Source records
● ● ●

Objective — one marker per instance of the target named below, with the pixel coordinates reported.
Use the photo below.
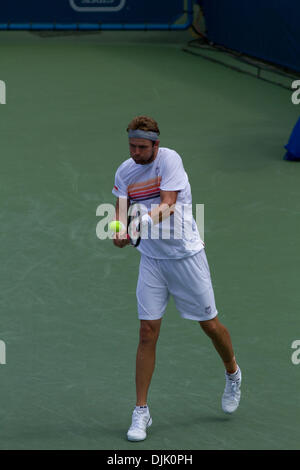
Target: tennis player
(174, 265)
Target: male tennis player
(171, 265)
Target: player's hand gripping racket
(134, 225)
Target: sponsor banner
(111, 12)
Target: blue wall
(268, 29)
(130, 12)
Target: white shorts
(186, 279)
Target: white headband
(139, 134)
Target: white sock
(235, 376)
(143, 409)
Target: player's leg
(152, 298)
(145, 363)
(189, 282)
(145, 358)
(220, 337)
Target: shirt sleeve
(119, 189)
(173, 175)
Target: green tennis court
(68, 306)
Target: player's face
(143, 151)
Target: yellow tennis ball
(116, 226)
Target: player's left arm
(166, 207)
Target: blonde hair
(143, 123)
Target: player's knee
(148, 334)
(210, 327)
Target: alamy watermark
(2, 92)
(296, 94)
(295, 358)
(2, 352)
(181, 225)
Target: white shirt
(176, 236)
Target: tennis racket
(133, 225)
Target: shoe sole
(137, 440)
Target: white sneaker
(141, 420)
(232, 394)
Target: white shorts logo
(97, 5)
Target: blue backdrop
(111, 13)
(267, 29)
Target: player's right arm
(120, 239)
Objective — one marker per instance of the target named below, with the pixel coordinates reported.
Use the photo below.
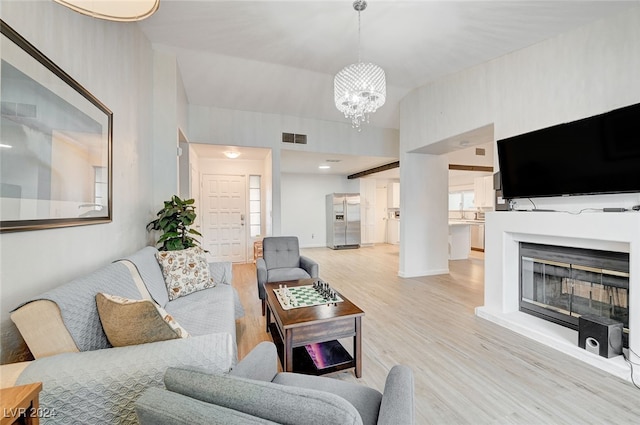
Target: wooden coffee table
(325, 324)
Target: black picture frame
(55, 144)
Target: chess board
(302, 296)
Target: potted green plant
(174, 221)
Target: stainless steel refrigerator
(343, 220)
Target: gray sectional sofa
(255, 393)
(85, 379)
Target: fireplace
(560, 284)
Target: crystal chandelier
(360, 88)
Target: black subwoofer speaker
(600, 335)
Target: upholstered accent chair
(281, 261)
(255, 393)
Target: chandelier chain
(359, 37)
(359, 88)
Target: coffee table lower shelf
(331, 356)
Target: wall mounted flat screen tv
(599, 154)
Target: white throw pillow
(185, 271)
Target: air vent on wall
(23, 110)
(294, 138)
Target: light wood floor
(467, 370)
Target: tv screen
(599, 154)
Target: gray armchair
(255, 393)
(281, 261)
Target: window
(100, 185)
(254, 206)
(462, 200)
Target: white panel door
(224, 208)
(381, 215)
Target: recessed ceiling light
(119, 11)
(232, 154)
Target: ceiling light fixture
(232, 154)
(113, 10)
(360, 88)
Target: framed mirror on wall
(55, 144)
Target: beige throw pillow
(133, 322)
(185, 271)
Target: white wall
(304, 205)
(582, 73)
(114, 62)
(241, 128)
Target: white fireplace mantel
(611, 231)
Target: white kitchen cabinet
(393, 195)
(477, 237)
(459, 241)
(393, 231)
(483, 192)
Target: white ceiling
(281, 56)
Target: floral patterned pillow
(133, 322)
(185, 271)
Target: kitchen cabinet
(483, 192)
(459, 241)
(477, 237)
(393, 231)
(393, 193)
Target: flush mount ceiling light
(113, 10)
(232, 154)
(360, 88)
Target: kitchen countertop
(453, 222)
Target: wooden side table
(21, 404)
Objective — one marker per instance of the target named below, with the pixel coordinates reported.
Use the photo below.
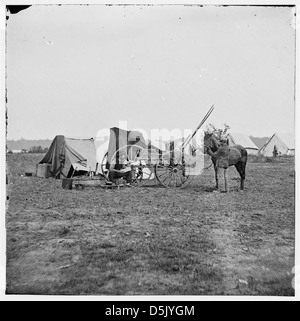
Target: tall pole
(199, 126)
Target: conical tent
(65, 155)
(244, 140)
(284, 143)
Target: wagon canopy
(66, 154)
(129, 146)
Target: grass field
(152, 240)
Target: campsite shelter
(284, 142)
(67, 155)
(244, 140)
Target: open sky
(76, 69)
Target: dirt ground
(150, 240)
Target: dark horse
(224, 156)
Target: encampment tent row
(283, 143)
(243, 140)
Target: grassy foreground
(149, 240)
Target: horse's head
(207, 141)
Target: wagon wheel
(172, 175)
(171, 171)
(143, 174)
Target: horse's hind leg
(241, 168)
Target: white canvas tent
(284, 142)
(244, 140)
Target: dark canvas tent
(67, 154)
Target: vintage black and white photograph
(150, 150)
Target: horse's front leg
(216, 175)
(226, 180)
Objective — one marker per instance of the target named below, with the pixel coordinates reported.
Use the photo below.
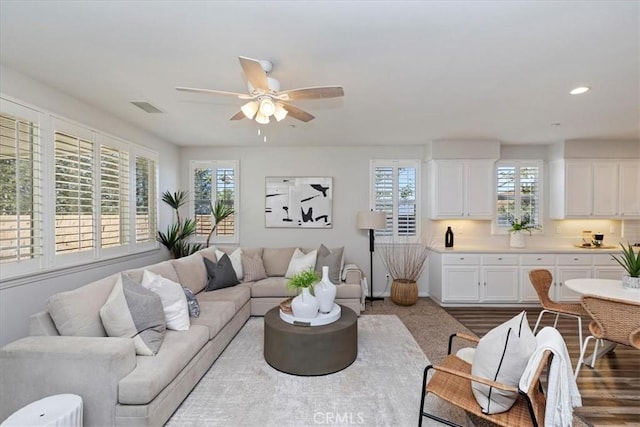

● ● ●

◆ **TASK OBJECTIVE**
Print the data above exactly, minus pictures.

◆ **TASK OUTPUT**
Objective — one marker per instance of the target named below, with the pixel coordinates reported.
Use the photo below.
Target: tennis player
(174, 265)
Target: male tennis player
(171, 265)
Target: player's hand gripping racket
(134, 225)
Target: sponsor banner
(111, 12)
Target: blue wall
(268, 29)
(130, 12)
Target: white shorts
(186, 279)
Target: white headband
(139, 134)
Target: white sock
(235, 376)
(143, 409)
Target: player's leg
(152, 298)
(145, 363)
(189, 282)
(145, 358)
(220, 337)
Target: shirt sleeve
(119, 189)
(173, 175)
Target: green tennis court
(68, 306)
Target: player's face
(143, 151)
Target: yellow tennis ball
(116, 226)
Target: player's left arm
(166, 207)
Target: blonde hair
(143, 123)
Target: player's knee
(148, 334)
(210, 327)
Target: alamy watermark
(2, 92)
(296, 94)
(295, 358)
(2, 352)
(181, 225)
Target: white shirt
(176, 236)
Target: tennis racket
(133, 225)
Target: shoe sole
(137, 440)
Target: white sneaker
(141, 420)
(232, 394)
Target: white shorts logo
(97, 5)
Target: blue backdrop
(111, 13)
(267, 29)
Target: player's right arm
(120, 239)
Objective — one marker per instance of the target named below, with the pixel coordinates reported.
Use the photo below.
Target: wooden coffee table
(325, 324)
Target: black picture frame
(55, 144)
Target: chess board
(302, 296)
Target: potted green plant
(174, 221)
Target: stainless steel refrigerator
(343, 220)
Target: gray sectional sofa
(255, 393)
(85, 379)
Target: fireplace
(560, 284)
Target: crystal chandelier
(360, 88)
Target: black subwoofer speaker
(600, 335)
Target: upholstered accent chair
(281, 261)
(255, 393)
Target: chandelier chain
(359, 37)
(359, 88)
Target: coffee table lower shelf
(331, 356)
Target: wall mounted flat screen tv
(599, 154)
Target: white throw pillow
(185, 271)
Target: air vent on wall
(23, 110)
(294, 138)
Target: light wood floor
(467, 370)
Target: tv screen
(599, 154)
Target: gray armchair
(255, 393)
(281, 261)
Target: window
(100, 185)
(254, 206)
(462, 200)
Target: white panel door
(224, 208)
(381, 215)
Target: recessed ceiling light
(119, 11)
(232, 154)
Target: ceiling light fixture
(232, 154)
(113, 10)
(360, 88)
Target: framed mirror on wall
(55, 144)
Target: beige throw pillow
(133, 322)
(185, 271)
Target: white wall
(304, 205)
(582, 73)
(114, 62)
(241, 128)
Target: white fireplace mantel
(611, 231)
Target: white kitchen cabinet
(393, 195)
(477, 237)
(459, 241)
(393, 231)
(483, 192)
Target: white ceiling
(281, 56)
Target: floral patterned pillow
(133, 322)
(185, 271)
Target: kitchen cabinet
(483, 192)
(459, 241)
(477, 237)
(393, 231)
(393, 193)
Target: flush mount ceiling light
(113, 10)
(232, 154)
(360, 88)
Target: kitchen countertop
(453, 222)
Target: wooden side table
(21, 404)
Objective — one marker per instance of the target named below, with the pixel coordinates reported.
Use the photo below.
Target: tall pole
(199, 126)
Target: conical tent
(65, 155)
(244, 140)
(284, 143)
Target: wagon canopy
(66, 154)
(129, 146)
Target: grass field
(152, 240)
Target: campsite shelter
(284, 142)
(67, 155)
(244, 140)
Target: open sky
(76, 69)
Target: dirt ground
(150, 240)
Target: dark horse
(224, 156)
Target: encampment tent row
(283, 143)
(243, 140)
Target: grassy foreground
(149, 240)
Target: horse's head
(207, 141)
Target: wagon wheel
(172, 175)
(171, 171)
(143, 174)
Target: horse's hind leg
(241, 168)
Target: white canvas tent
(284, 142)
(244, 140)
Target: dark canvas tent
(67, 154)
Target: vintage black and white photograph
(150, 150)
Target: horse's front leg
(216, 175)
(226, 180)
Objective — one marker per instance of the target named below, with the pixel coordinates reported.
Use the photo below.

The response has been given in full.